▶ _The problem_
Can you update the lines from the one containing "Mark the brickwork" through the end of the records, changing "wildlife tally" to "site survey" and keeping everything else the same?

▶ _Dataset rows_
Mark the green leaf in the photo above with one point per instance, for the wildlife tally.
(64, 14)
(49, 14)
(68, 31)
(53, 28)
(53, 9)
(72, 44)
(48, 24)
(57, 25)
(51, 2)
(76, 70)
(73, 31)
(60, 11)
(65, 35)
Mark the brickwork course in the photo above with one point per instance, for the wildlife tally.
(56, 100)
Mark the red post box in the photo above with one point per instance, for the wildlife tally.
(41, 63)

▶ _Reply_
Mark the brickwork course in the photo above with one point per instance, for the site survey.
(56, 100)
Mark the red post box in the photo above with one point per instance, for the site survey.
(41, 63)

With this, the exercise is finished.